**Instructions for the task:** Reproduce each of the records below word for word, keeping their order.
— START Dataset extract —
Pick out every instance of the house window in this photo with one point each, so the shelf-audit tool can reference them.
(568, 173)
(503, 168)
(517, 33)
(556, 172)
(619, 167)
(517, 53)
— END Dataset extract —
**Finished exercise:**
Pick out every instance of the house window in this photo with one point each, so the shelf-audit tool can reference them.
(568, 173)
(503, 168)
(517, 33)
(556, 172)
(619, 167)
(517, 53)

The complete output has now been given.